Large data quantities in keras model.predict

Question

I have a CNN that I define like this:

inputs = keras.Input(shape=(1024,1))
x=inputs

# 1st convolutional block
x = keras.layers.Conv1D(16, kernel_size=(3), name='Conv_1')(x)
x = keras.layers.LeakyReLU(0.1)(x)      
x = keras.layers.MaxPool1D((2), name='MaxPool_1')(x)

x = keras.layers.Flatten(name='Flatten')(x)

# Classifier
x = keras.layers.Dense(64, name='Dense_1')(x)
x = keras.layers.ReLU(name='ReLU_dense_1')(x)
x = keras.layers.Dropout(0.2)(x)
x = keras.layers.Dense(64, name='Dense_2')(x)
x = keras.layers.ReLU(name='ReLU_dense_2')(x)

I train it in one google colab session, and then I open the trained model and use keras' model.predict(dataarr) to predict results with it.

The problem is that I would like to be able to use large quantities of data to do my predictions with, but the data is saved in .txt files that become very big (>8GB) and therefore google colab doesn't have enough RAM to open the files and read all of the data into a single array.

What's the best way of handling this? I'm producing the data in C++, and I'm not an expert, but it must be possible to convert the data into binary when I write it out and convert it back when I read it. Is this an intelligent option? Or is there a way of getting keras to predict in batches, given that each set of 1024 lines in the .txt file is independent from the next set?

how can your input be greater than 8GB when your input size is set to `(1024,1)`? What are you trying to predict? Have you tried working with batches? — Ruli, Aug 19 '20 at 18:27
@Ruli As far as I understand, Input(shape) means that the input to the model has exactly 1024 neurons, as each data point that I'm passing to the model is represented in 1024 lines in the .txt file. What the model does is to take waveforms made of 1024 numbers each, and predict how many particles hit a detector to create that waveform. I haven't tried predicting in batches because I don't know how to in keras, and I don't even know if it's the most intelligent solution — Beth Long, Aug 19 '20 at 21:17

Ruli · Accepted Answer · 2020-11-06T08:48:35.390

So what is an input shape?

From keras documentation

shape: A shape tuple (integers), not including the batch size. For instance, shape=(32,) indicates that the expected input will be batches of 32-dimensional vectors. Elements of this tuple can be None; 'None' elements represent dimensions where the shape is not known.

→ Set problem 1
List every layer name assigned through a `name=` argument in the model definition of the keras prediction thread.
→ Set problem 2
List each line of the records that contains the string "ottoman", copied in full.
The thread above has no connection to the records that follow.

→ Dataset excerpts
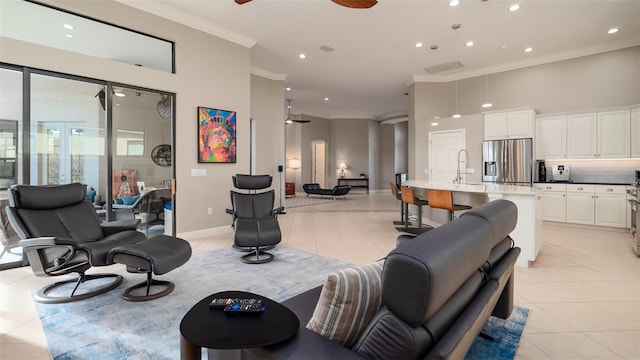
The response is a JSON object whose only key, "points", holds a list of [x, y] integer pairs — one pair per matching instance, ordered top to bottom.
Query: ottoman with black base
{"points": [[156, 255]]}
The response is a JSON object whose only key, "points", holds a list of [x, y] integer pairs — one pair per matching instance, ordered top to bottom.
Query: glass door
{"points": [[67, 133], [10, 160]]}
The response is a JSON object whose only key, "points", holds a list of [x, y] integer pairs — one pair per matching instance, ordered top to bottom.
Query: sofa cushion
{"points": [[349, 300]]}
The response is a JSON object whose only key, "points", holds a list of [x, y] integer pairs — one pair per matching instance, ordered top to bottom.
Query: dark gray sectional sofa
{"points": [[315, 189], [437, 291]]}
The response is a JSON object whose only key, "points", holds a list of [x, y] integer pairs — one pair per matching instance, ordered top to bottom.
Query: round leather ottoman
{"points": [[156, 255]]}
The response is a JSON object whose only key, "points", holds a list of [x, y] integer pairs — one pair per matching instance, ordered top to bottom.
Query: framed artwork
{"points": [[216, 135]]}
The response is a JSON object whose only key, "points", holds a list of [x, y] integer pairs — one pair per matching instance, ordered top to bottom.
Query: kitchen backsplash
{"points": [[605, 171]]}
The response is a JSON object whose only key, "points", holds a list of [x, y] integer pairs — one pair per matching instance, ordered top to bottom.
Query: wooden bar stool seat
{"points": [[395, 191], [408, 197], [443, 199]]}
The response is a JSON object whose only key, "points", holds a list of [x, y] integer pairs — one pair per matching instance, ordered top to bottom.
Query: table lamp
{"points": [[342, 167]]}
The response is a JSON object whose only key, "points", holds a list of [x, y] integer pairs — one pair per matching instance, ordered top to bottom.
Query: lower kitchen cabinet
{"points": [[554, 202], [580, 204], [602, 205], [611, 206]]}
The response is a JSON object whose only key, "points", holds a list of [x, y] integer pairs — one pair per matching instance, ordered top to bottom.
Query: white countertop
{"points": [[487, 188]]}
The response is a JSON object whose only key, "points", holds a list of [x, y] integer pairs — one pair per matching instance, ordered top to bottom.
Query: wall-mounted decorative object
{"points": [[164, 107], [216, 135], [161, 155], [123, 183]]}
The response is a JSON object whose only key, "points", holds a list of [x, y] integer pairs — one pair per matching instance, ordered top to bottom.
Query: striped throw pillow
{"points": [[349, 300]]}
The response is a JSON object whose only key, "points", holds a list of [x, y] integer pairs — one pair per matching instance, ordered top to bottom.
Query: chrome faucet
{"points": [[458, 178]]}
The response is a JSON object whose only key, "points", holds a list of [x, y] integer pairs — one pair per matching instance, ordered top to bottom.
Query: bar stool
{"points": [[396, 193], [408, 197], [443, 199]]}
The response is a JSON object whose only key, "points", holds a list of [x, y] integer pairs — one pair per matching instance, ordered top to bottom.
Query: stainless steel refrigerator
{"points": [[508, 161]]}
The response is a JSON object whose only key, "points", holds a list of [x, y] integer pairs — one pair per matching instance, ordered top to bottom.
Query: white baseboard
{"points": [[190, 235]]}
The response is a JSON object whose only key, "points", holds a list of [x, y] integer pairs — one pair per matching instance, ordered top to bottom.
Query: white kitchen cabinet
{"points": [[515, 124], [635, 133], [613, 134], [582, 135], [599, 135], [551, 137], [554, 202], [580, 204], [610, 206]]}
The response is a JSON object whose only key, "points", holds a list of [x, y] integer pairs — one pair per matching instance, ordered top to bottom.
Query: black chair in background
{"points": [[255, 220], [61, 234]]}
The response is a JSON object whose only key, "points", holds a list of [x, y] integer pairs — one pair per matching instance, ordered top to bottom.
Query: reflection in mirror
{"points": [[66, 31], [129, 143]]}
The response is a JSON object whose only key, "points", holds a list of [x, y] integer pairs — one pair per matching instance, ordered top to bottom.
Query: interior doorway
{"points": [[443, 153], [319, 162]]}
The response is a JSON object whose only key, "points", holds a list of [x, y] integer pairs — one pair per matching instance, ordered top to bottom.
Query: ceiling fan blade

→ Solution 1
Conv_1, MaxPool_1, Flatten, Dense_1, ReLU_dense_1, Dense_2, ReLU_dense_2

→ Solution 2
Query: ottoman with black base
Query: round leather ottoman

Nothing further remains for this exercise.